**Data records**
..........
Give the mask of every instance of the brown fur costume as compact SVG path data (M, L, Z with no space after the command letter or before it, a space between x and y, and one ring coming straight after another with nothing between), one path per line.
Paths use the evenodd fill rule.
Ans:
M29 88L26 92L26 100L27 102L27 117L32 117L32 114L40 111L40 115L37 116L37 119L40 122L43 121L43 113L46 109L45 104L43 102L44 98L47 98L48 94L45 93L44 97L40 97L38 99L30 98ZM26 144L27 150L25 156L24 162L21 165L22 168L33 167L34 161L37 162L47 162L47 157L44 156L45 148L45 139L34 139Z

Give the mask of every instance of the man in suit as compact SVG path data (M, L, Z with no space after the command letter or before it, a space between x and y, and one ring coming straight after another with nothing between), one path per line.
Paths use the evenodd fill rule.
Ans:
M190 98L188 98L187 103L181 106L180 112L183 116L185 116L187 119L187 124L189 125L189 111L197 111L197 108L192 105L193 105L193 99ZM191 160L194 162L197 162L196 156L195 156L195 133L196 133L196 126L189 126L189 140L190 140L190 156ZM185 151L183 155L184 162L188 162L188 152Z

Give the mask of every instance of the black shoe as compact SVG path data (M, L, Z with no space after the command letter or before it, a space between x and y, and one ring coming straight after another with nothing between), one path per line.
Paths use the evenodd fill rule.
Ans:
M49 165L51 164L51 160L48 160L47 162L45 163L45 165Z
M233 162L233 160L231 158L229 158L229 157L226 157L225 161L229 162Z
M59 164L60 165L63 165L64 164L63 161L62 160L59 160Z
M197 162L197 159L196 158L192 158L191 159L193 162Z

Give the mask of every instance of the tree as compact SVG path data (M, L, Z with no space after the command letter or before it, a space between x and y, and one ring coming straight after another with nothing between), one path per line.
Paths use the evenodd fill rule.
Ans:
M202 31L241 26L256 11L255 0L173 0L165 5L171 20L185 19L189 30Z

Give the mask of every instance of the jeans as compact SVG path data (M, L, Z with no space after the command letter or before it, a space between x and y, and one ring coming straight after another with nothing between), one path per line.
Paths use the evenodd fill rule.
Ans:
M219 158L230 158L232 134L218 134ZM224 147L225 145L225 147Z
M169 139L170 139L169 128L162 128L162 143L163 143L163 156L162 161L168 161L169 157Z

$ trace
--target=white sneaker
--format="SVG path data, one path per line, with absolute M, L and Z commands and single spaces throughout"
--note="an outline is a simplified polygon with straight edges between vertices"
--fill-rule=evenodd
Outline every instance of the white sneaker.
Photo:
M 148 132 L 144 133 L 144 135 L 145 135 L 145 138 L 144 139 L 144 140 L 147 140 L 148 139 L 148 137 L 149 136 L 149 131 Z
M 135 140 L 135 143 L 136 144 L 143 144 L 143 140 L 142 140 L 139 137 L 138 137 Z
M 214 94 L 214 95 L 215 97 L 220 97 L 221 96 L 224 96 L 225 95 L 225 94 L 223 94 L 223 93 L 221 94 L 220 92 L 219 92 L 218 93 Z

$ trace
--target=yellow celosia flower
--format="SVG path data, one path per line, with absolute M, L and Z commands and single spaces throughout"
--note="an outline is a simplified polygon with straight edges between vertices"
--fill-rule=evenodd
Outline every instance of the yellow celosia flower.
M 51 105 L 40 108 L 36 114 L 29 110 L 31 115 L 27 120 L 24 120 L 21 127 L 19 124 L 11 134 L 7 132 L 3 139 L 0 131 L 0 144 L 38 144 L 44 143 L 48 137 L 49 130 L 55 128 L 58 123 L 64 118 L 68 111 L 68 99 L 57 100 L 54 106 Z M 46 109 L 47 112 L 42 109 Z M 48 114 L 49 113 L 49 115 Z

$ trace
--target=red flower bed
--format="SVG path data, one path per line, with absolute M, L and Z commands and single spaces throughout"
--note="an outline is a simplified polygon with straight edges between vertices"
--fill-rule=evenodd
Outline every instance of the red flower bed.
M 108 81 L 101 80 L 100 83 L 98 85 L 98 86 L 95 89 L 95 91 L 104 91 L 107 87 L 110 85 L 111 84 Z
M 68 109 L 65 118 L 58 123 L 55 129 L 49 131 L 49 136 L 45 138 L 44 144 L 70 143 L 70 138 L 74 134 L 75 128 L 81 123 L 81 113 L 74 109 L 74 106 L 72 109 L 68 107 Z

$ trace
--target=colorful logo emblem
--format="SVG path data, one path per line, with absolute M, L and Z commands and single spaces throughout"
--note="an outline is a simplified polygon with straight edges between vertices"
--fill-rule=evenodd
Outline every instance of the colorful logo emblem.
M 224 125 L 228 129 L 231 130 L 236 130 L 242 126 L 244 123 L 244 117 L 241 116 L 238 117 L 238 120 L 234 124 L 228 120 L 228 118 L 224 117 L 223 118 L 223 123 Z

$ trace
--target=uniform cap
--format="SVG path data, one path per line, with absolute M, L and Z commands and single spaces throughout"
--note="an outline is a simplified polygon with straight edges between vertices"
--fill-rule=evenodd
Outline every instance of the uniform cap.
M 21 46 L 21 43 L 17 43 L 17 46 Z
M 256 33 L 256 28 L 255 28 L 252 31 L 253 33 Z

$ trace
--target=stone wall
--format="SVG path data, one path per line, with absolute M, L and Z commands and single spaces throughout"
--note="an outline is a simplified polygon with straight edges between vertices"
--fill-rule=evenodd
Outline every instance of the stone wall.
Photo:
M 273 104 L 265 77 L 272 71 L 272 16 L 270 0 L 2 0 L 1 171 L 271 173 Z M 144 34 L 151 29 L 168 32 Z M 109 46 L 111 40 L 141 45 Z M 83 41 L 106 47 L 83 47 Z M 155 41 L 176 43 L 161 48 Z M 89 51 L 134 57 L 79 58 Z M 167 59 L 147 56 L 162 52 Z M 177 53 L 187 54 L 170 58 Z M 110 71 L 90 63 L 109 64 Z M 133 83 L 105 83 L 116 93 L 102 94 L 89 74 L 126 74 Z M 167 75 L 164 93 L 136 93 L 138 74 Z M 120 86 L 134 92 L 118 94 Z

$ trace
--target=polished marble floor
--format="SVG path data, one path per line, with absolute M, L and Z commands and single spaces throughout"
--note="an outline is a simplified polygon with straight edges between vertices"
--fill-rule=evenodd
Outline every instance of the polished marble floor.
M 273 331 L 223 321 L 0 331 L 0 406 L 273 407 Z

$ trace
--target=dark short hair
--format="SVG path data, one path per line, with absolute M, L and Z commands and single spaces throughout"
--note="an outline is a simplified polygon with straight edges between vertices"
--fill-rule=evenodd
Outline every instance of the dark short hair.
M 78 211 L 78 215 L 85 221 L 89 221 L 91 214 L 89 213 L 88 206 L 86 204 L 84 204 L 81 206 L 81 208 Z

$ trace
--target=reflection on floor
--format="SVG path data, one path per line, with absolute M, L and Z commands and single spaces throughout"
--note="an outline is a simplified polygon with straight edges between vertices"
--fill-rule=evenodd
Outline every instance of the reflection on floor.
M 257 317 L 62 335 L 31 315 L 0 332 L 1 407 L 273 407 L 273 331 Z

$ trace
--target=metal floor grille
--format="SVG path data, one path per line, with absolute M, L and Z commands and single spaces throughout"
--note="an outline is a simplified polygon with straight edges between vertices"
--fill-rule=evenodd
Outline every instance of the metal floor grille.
..........
**The request**
Pull out every line of the data records that contains the word "mask", and list those lines.

**Task solution**
Give the mask of every instance of the brown fur costume as compact SVG path data (M, L, Z with no space after the command letter or before it, a space between x and y, and one ring coming straight after another with nothing between), one path per line.
Give the mask of every instance of the man in suit as compact SVG path data (M, L, Z with no space after the command letter or before it, a space between x and y, and one ring coming straight after another with nothing between), one path per line.
Give the mask of every instance of the black shoe as compact SVG path data (M, L, Z with no space after the command letter or before it, a space between x and y, and one ring coming straight after another with nothing between), one path per line.
Give the mask of every instance of the tree as compact SVG path data (M, L, Z with no space after the command letter or before it, a space between x and y, and one ring coming straight after another with nothing between), one path per line.
Give the mask of every instance of the jeans as compact SVG path data (M, L, Z with no space after the command letter or before it, a space between x and y, and one ring coming straight after another with nothing between), one path per line.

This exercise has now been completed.